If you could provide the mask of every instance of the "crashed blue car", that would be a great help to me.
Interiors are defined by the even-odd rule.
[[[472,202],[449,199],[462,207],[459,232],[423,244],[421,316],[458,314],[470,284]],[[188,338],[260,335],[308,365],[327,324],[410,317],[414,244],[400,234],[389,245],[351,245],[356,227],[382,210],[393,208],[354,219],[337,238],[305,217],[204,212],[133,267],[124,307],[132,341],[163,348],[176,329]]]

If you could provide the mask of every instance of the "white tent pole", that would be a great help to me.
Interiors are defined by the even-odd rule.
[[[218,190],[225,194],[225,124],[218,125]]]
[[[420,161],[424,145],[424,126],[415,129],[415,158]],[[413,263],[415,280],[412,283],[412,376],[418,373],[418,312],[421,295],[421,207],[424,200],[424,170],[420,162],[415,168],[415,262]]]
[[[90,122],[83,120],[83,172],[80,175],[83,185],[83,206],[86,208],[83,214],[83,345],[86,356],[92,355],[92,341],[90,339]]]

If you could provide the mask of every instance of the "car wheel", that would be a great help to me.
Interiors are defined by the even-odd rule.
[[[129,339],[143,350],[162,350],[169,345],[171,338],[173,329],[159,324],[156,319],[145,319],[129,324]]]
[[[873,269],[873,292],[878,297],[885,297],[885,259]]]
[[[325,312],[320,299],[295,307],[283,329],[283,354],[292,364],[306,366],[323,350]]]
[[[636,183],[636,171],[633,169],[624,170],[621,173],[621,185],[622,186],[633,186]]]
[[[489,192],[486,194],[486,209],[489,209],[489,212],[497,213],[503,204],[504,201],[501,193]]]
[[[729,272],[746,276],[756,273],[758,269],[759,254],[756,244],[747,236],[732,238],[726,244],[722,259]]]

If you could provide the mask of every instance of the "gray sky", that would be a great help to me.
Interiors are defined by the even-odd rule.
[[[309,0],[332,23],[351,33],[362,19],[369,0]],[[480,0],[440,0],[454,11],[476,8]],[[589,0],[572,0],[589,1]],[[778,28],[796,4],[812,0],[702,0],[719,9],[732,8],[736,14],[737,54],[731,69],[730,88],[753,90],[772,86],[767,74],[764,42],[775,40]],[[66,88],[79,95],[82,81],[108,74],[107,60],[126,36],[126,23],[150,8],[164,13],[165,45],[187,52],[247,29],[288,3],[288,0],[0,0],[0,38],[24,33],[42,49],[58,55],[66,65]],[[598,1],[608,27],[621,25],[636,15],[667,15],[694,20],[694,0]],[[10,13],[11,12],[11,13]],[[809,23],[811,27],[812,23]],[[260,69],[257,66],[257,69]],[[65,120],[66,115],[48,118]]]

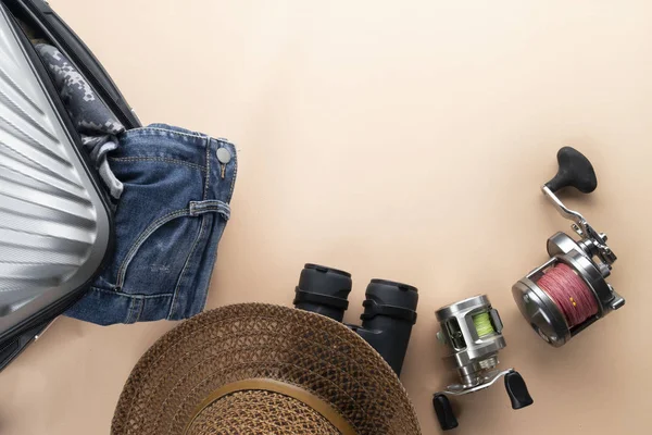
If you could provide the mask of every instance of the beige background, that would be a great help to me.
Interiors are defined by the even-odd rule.
[[[457,434],[649,434],[652,3],[51,0],[143,123],[239,148],[210,307],[290,304],[304,262],[419,288],[403,381],[425,434],[451,380],[434,311],[488,293],[535,406],[466,397]],[[600,186],[569,204],[609,233],[626,307],[562,349],[510,288],[567,222],[539,185],[563,145]],[[0,374],[2,435],[105,434],[140,355],[174,325],[54,326]]]

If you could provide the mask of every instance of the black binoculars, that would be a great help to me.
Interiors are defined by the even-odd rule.
[[[296,289],[294,307],[326,315],[341,322],[349,308],[351,274],[317,264],[305,264]],[[385,279],[372,279],[362,303],[362,325],[346,324],[364,338],[392,368],[401,374],[416,323],[416,287]]]

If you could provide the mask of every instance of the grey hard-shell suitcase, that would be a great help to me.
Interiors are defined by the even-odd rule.
[[[84,295],[113,236],[110,199],[26,27],[74,63],[126,128],[139,126],[47,3],[0,0],[0,370]]]

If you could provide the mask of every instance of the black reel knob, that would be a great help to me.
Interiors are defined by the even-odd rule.
[[[442,394],[436,394],[432,396],[432,407],[435,407],[435,413],[437,413],[437,420],[439,420],[442,431],[450,431],[457,427],[457,419],[455,419],[453,407],[451,407],[448,397]]]
[[[573,186],[582,194],[590,194],[598,187],[598,178],[593,165],[581,152],[575,148],[564,147],[557,152],[560,169],[556,175],[548,183],[553,192],[567,186]]]
[[[505,389],[512,400],[512,409],[529,407],[535,402],[527,390],[523,376],[516,371],[505,375]]]

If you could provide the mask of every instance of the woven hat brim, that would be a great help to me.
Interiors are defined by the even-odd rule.
[[[208,311],[161,337],[129,375],[112,434],[180,435],[211,393],[249,378],[314,394],[361,435],[419,434],[398,377],[358,334],[318,314],[262,303]]]

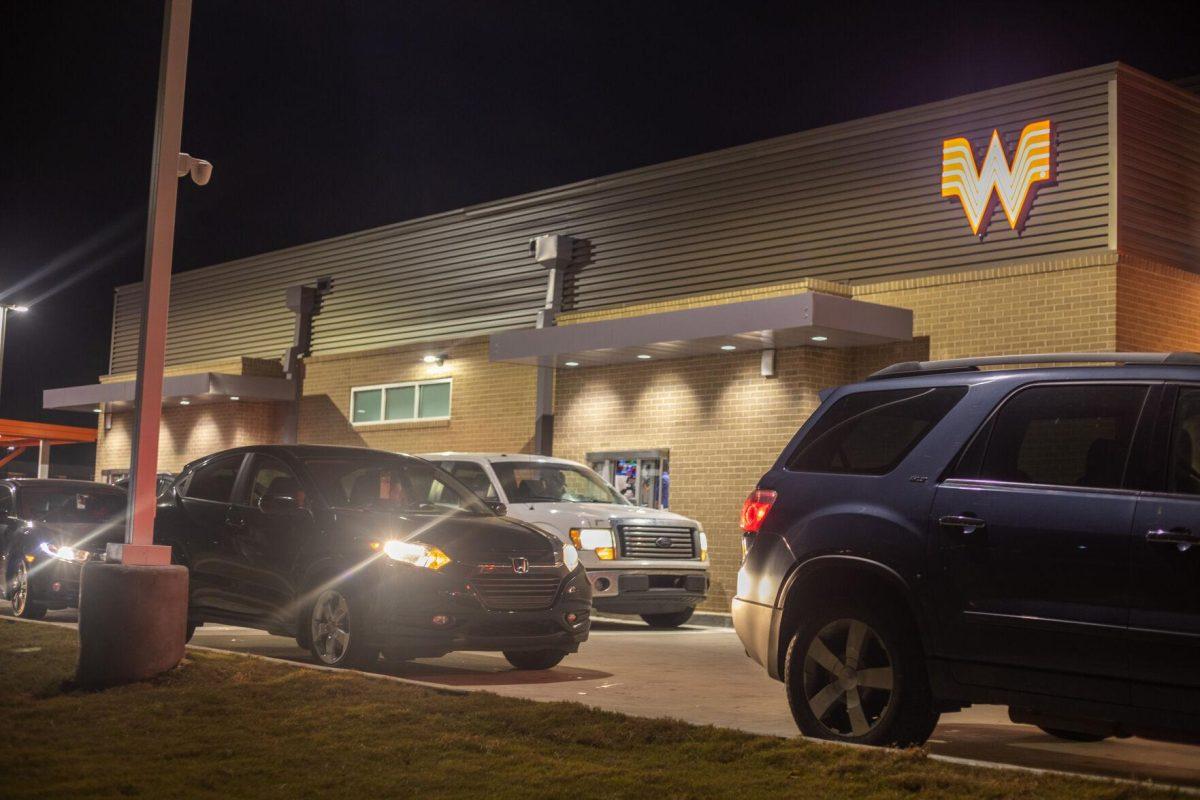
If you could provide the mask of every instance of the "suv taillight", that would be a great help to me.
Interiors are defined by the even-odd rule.
[[[742,504],[742,530],[748,534],[757,534],[762,528],[762,521],[767,518],[767,512],[775,504],[779,494],[774,489],[755,489]]]

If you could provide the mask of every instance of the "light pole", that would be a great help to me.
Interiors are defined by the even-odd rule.
[[[16,306],[11,302],[0,306],[0,387],[4,386],[4,339],[5,333],[8,332],[8,312],[24,314],[26,311],[29,311],[28,306]]]

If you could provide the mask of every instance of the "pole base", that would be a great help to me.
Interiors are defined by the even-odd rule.
[[[187,567],[83,565],[76,668],[82,687],[131,684],[174,668],[186,632]]]

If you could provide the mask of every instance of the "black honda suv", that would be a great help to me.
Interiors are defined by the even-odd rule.
[[[1200,356],[888,367],[824,397],[742,525],[734,624],[808,736],[919,744],[995,703],[1200,738]]]
[[[257,446],[184,468],[155,541],[188,569],[188,638],[221,621],[330,666],[500,650],[547,669],[588,638],[578,553],[450,474],[356,447]]]

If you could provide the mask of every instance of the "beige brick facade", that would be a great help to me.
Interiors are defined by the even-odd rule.
[[[714,585],[708,609],[725,610],[736,585],[743,499],[816,408],[821,389],[908,359],[1200,350],[1200,276],[1116,253],[888,283],[758,287],[563,321],[826,289],[912,309],[916,339],[851,350],[780,350],[774,378],[763,378],[760,355],[746,351],[558,372],[556,456],[583,461],[601,450],[670,450],[671,509],[700,519],[709,534]],[[445,362],[425,363],[427,354],[445,355]],[[176,372],[202,369],[277,374],[278,365],[242,360]],[[529,452],[535,372],[491,362],[486,337],[313,357],[306,362],[300,440],[401,452]],[[454,381],[450,420],[349,422],[352,387],[433,378]],[[218,449],[276,441],[280,417],[280,405],[264,403],[169,408],[160,463],[178,469]],[[114,415],[112,429],[101,431],[97,475],[127,467],[130,428],[128,415]]]

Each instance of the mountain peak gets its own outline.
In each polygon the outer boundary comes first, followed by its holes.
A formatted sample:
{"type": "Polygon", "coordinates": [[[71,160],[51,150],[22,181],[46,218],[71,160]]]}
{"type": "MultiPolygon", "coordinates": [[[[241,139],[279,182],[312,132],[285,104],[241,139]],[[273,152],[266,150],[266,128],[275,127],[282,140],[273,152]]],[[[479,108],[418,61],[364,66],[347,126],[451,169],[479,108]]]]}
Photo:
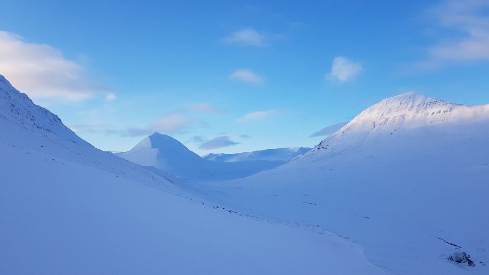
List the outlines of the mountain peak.
{"type": "Polygon", "coordinates": [[[447,112],[455,104],[410,92],[386,98],[367,108],[354,120],[385,119],[393,117],[428,115],[447,112]]]}

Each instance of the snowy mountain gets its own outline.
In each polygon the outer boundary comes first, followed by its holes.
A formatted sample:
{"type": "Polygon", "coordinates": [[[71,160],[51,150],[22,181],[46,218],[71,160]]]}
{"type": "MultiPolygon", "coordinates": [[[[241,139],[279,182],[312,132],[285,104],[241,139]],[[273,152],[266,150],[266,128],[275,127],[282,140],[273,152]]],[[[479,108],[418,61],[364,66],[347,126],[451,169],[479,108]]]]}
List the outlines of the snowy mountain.
{"type": "Polygon", "coordinates": [[[328,228],[388,273],[487,274],[488,141],[489,105],[409,93],[284,165],[195,188],[239,211],[328,228]]]}
{"type": "Polygon", "coordinates": [[[208,154],[202,157],[209,160],[223,162],[259,160],[280,161],[285,163],[311,149],[307,147],[277,148],[236,154],[208,154]]]}
{"type": "Polygon", "coordinates": [[[1,274],[382,272],[326,230],[246,216],[95,148],[1,75],[0,128],[1,274]]]}
{"type": "Polygon", "coordinates": [[[201,157],[175,139],[157,132],[145,138],[129,151],[115,154],[142,166],[154,167],[198,181],[242,178],[284,163],[261,160],[212,161],[201,157]]]}

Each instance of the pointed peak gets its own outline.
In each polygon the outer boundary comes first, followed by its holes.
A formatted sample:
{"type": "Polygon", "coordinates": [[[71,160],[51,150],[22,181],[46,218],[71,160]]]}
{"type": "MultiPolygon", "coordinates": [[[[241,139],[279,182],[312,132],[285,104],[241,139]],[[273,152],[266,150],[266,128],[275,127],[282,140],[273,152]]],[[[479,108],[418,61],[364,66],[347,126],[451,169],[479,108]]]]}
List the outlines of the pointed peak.
{"type": "Polygon", "coordinates": [[[152,133],[151,134],[149,135],[148,136],[149,136],[149,137],[154,137],[154,138],[156,138],[156,137],[157,137],[157,136],[160,136],[160,137],[163,137],[163,136],[167,137],[167,136],[168,136],[168,137],[169,137],[169,138],[171,138],[170,136],[168,135],[168,134],[162,134],[162,133],[160,133],[160,132],[155,132],[152,133]]]}

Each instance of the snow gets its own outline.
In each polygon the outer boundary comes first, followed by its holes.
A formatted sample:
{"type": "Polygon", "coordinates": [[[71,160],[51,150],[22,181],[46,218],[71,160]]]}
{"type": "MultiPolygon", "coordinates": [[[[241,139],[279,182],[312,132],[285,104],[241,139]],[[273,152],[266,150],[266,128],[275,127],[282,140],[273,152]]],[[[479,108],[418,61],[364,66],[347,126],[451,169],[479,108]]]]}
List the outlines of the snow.
{"type": "Polygon", "coordinates": [[[1,76],[0,128],[2,274],[489,273],[489,105],[388,98],[256,174],[158,133],[129,162],[1,76]]]}
{"type": "Polygon", "coordinates": [[[201,158],[180,142],[159,133],[146,137],[128,152],[116,155],[143,166],[152,166],[197,181],[233,179],[283,164],[279,160],[218,162],[201,158]]]}
{"type": "Polygon", "coordinates": [[[414,93],[367,109],[268,171],[188,186],[226,207],[318,225],[392,274],[487,274],[489,105],[414,93]],[[455,264],[455,252],[475,266],[455,264]]]}
{"type": "Polygon", "coordinates": [[[225,209],[94,148],[1,76],[0,96],[0,273],[383,272],[328,230],[225,209]]]}
{"type": "Polygon", "coordinates": [[[280,161],[285,163],[311,149],[307,147],[276,148],[236,154],[208,154],[203,157],[209,160],[224,162],[260,160],[280,161]]]}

◇ ◇ ◇

GIVEN REQUEST: Could you write out the lines above, from the line containing "Each instance of the pointed" through the line containing "List the outlines of the pointed peak.", with both of those lines included?

RESULT OF THE TASK:
Each instance of the pointed peak gets its own outline.
In each polygon the outer boundary comes first, followed by its holes.
A formatted sample:
{"type": "Polygon", "coordinates": [[[71,160],[51,150],[22,181],[46,218],[71,160]]]}
{"type": "MultiPolygon", "coordinates": [[[[241,139],[279,182],[312,132],[285,104],[241,139]],[[273,152],[266,150],[266,128],[275,127],[282,140],[273,152]]],[[[479,108],[418,61],[364,66],[347,126],[451,169],[479,108]]]]}
List the outlines of the pointed peak.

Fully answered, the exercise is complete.